*Aim of the exercise*
Write out everything from the start of the items down to the line containing "[[759, 665]]", both ends included, exactly as each line appears, and leave the pictures out.

*Task material*
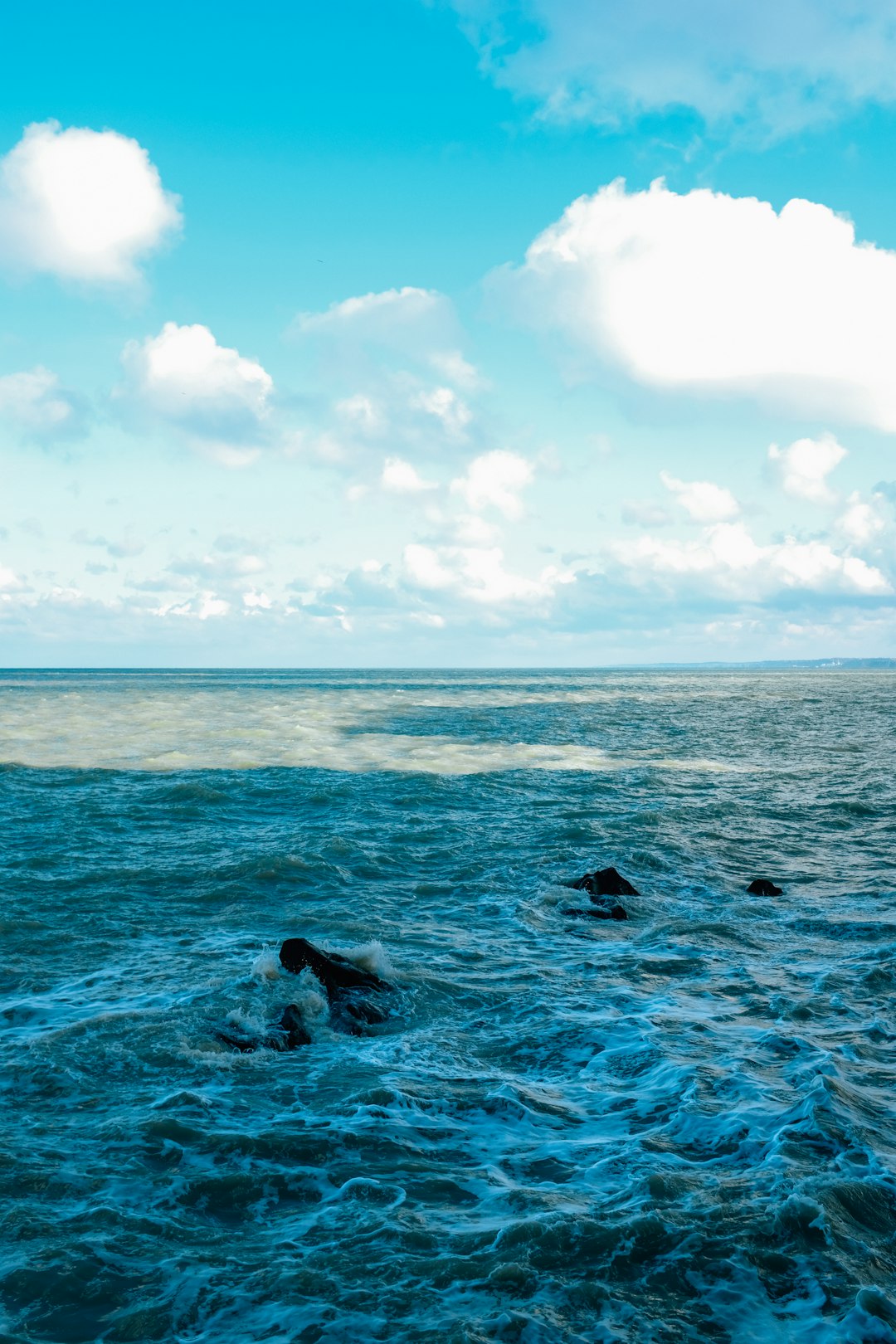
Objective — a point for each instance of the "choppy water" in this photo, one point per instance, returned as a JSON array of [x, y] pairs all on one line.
[[674, 1129]]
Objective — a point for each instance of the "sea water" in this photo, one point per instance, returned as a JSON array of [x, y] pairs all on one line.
[[680, 1127]]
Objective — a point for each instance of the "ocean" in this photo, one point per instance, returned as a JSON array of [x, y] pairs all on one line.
[[672, 1127]]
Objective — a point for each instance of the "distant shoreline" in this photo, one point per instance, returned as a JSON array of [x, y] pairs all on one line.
[[759, 665]]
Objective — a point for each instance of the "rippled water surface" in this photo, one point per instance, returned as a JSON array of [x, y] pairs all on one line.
[[677, 1127]]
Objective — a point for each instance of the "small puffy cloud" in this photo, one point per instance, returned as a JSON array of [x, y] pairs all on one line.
[[455, 368], [777, 65], [703, 500], [644, 514], [39, 409], [476, 574], [446, 407], [82, 205], [214, 394], [219, 567], [494, 480], [728, 559], [10, 581], [399, 318], [804, 466], [401, 477], [362, 414], [202, 608], [718, 295], [861, 520]]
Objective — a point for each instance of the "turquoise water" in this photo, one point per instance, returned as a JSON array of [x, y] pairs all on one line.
[[672, 1129]]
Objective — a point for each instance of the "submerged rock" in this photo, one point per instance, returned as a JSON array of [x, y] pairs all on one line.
[[347, 986], [596, 912], [763, 888], [293, 1025], [607, 882], [289, 1034]]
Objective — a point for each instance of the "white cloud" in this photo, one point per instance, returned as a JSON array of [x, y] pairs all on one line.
[[362, 413], [494, 480], [718, 295], [82, 205], [805, 466], [644, 514], [861, 520], [446, 407], [38, 407], [703, 500], [403, 479], [455, 368], [779, 65], [727, 558], [476, 574], [405, 319], [184, 378]]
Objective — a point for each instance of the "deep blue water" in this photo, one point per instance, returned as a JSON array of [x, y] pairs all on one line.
[[677, 1127]]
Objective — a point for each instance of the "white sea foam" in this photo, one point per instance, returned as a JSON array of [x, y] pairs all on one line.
[[148, 726]]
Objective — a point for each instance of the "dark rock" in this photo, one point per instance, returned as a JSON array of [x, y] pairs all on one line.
[[289, 1034], [293, 1025], [607, 882], [762, 888], [347, 986], [336, 973]]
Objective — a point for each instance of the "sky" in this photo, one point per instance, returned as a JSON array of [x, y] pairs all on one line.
[[448, 334]]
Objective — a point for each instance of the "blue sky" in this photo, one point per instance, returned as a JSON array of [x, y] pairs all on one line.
[[448, 334]]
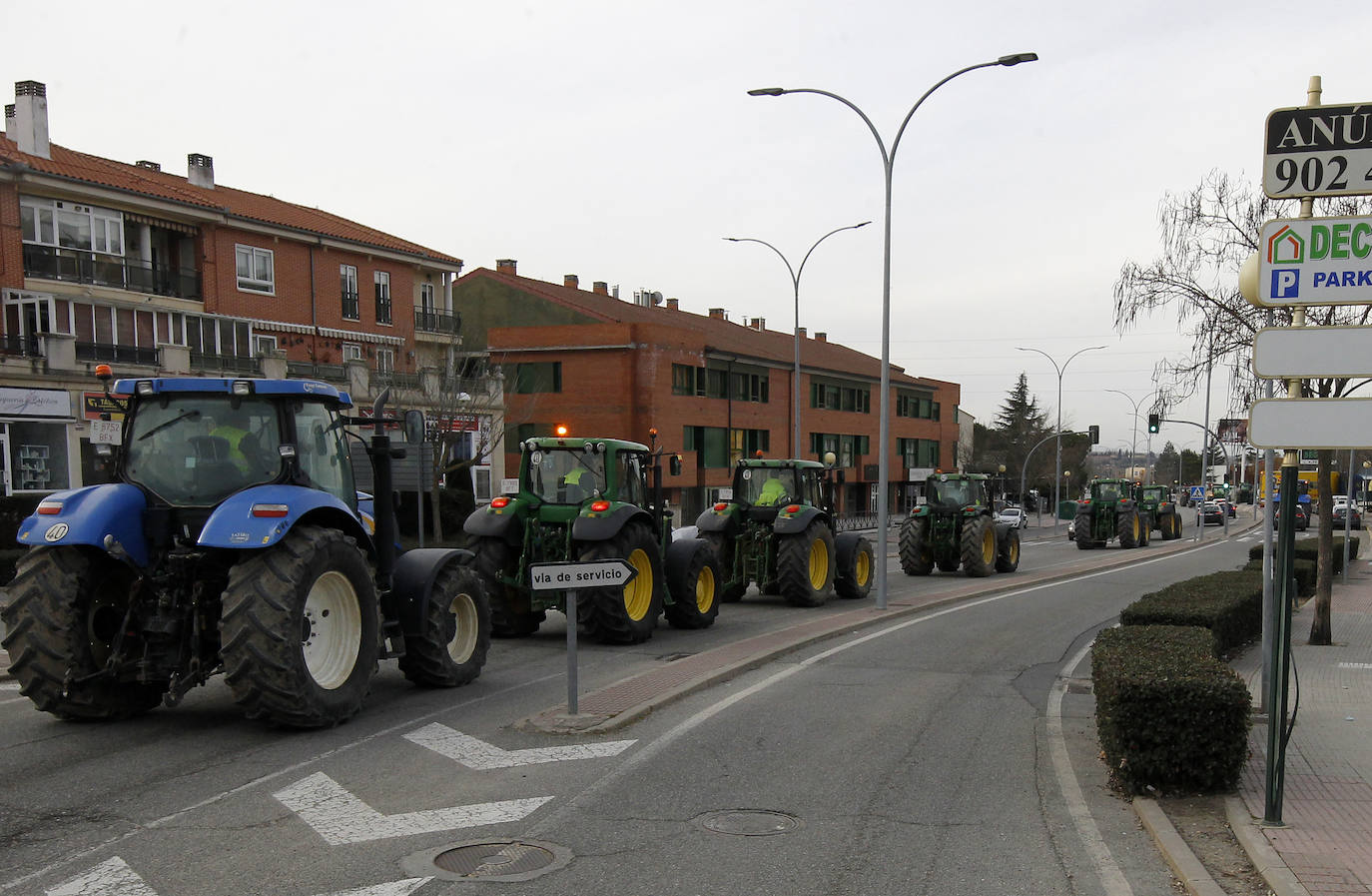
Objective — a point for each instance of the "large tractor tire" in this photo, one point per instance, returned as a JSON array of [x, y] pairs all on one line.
[[66, 608], [300, 630], [857, 567], [1126, 527], [450, 649], [693, 582], [1081, 524], [494, 560], [723, 547], [917, 554], [623, 613], [979, 546], [1008, 551], [806, 565]]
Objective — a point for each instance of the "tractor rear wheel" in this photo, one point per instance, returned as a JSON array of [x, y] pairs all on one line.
[[693, 580], [457, 631], [857, 567], [806, 565], [1008, 553], [66, 609], [1126, 527], [723, 547], [300, 630], [979, 546], [917, 554], [495, 560], [624, 613]]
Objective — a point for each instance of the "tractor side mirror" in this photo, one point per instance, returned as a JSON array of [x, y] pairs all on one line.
[[414, 427]]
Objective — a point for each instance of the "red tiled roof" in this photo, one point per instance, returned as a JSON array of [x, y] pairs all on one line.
[[721, 335], [238, 203]]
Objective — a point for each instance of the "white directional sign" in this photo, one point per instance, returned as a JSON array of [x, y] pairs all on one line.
[[1316, 261], [481, 756], [565, 576], [1319, 151], [1310, 423], [342, 818], [1312, 352]]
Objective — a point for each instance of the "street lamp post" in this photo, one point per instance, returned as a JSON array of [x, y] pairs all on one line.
[[1056, 472], [795, 280], [888, 161]]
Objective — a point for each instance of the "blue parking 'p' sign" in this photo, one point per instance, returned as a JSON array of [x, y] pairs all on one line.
[[1286, 283]]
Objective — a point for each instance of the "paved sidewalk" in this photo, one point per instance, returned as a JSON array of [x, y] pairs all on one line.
[[1325, 838]]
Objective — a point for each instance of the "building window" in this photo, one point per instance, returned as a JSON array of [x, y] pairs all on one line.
[[256, 269], [347, 287], [538, 378], [383, 297]]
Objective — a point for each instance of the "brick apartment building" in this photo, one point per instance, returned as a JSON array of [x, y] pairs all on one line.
[[714, 389], [169, 275]]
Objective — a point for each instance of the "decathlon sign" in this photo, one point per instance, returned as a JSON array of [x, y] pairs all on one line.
[[1316, 261]]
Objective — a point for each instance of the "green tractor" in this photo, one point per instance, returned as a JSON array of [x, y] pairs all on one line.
[[1111, 513], [1155, 501], [955, 527], [778, 529], [587, 499]]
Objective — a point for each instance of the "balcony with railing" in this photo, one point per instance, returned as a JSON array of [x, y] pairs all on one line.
[[96, 269], [436, 323]]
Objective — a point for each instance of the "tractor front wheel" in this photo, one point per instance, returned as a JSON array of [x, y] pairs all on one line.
[[300, 630], [917, 554], [65, 615], [624, 613], [979, 546], [450, 649], [806, 565]]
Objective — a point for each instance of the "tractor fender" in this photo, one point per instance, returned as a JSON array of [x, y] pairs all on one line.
[[503, 523], [411, 582], [597, 528], [234, 525], [792, 524], [87, 516]]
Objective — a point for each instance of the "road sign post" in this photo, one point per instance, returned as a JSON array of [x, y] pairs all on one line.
[[569, 577]]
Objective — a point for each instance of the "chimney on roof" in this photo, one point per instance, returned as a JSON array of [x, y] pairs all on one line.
[[29, 124], [199, 171]]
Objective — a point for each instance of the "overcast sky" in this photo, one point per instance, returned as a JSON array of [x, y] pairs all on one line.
[[615, 140]]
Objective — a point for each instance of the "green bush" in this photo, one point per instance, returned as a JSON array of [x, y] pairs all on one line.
[[1169, 715], [1229, 604]]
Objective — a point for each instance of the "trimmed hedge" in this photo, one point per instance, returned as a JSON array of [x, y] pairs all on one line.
[[1229, 604], [1167, 712]]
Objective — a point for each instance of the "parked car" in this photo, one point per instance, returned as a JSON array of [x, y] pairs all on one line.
[[1016, 516]]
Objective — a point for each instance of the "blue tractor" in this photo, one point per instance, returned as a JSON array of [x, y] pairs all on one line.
[[232, 539]]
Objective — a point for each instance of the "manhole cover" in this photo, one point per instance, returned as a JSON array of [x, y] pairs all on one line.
[[488, 860], [749, 822]]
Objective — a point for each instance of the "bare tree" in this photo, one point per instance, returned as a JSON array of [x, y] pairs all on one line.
[[1206, 236]]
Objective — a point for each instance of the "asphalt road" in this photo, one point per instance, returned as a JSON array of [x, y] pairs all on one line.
[[942, 753]]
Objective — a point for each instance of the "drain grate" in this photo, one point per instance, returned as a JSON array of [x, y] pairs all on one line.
[[749, 822], [490, 860]]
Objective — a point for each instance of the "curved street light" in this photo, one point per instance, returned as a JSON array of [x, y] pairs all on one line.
[[887, 162], [795, 280], [1056, 473]]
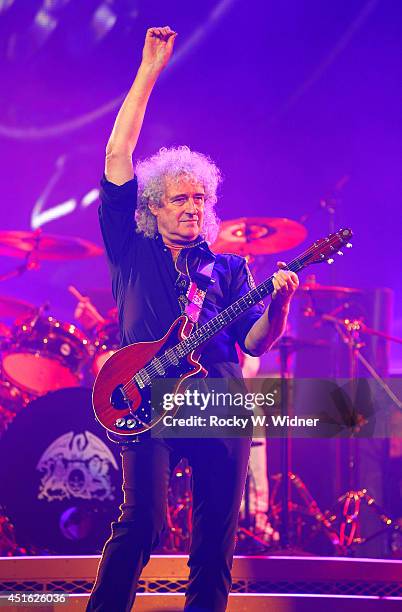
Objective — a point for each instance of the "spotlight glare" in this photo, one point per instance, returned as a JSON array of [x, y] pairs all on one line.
[[5, 4], [103, 21]]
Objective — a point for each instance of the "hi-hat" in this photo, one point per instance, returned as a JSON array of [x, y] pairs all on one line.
[[48, 247], [14, 308], [258, 235]]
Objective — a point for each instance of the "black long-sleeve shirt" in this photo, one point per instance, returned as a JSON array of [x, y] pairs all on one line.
[[148, 288]]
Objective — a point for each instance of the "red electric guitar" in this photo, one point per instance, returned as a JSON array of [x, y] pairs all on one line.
[[122, 390]]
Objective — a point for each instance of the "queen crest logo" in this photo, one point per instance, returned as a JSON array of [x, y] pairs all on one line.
[[76, 466]]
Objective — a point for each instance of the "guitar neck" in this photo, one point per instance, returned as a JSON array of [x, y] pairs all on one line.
[[232, 312]]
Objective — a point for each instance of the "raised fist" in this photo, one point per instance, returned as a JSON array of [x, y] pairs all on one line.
[[158, 47]]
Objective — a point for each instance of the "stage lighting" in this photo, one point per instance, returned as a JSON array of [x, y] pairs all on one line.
[[102, 21], [5, 4]]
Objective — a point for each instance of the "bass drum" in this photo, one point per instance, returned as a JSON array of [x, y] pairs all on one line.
[[60, 478]]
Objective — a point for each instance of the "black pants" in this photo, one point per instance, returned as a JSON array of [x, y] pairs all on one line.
[[219, 471]]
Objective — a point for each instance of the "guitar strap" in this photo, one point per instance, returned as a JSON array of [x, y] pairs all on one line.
[[198, 281], [197, 290]]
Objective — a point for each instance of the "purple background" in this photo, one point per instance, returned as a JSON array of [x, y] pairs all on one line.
[[288, 98]]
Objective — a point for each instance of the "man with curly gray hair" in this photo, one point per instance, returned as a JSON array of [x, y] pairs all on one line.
[[158, 222]]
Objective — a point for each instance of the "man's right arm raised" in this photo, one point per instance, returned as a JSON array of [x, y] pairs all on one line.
[[156, 53]]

*Solved problem*
Objective — a point for each instance of the "choppy water" in this photo, one point per instance, returned as a JSON array of [x, y] pairs all on one line.
[[674, 1129]]
Objective — a point for each instance of the "sea water" in this photo, one point per instance, returned as a JSON array of [x, y] pairs all on one line.
[[680, 1127]]
Objective — a point for each instance of the "ocean" in this photo, one point per instance, returned as a JSON array of [x, y] pairs all on one line.
[[672, 1127]]
Objective — a point for each instance of the "distant shoreline" in this photo, one point per instance, returned as a JSON array of [x, y] pairs all on one line.
[[759, 665]]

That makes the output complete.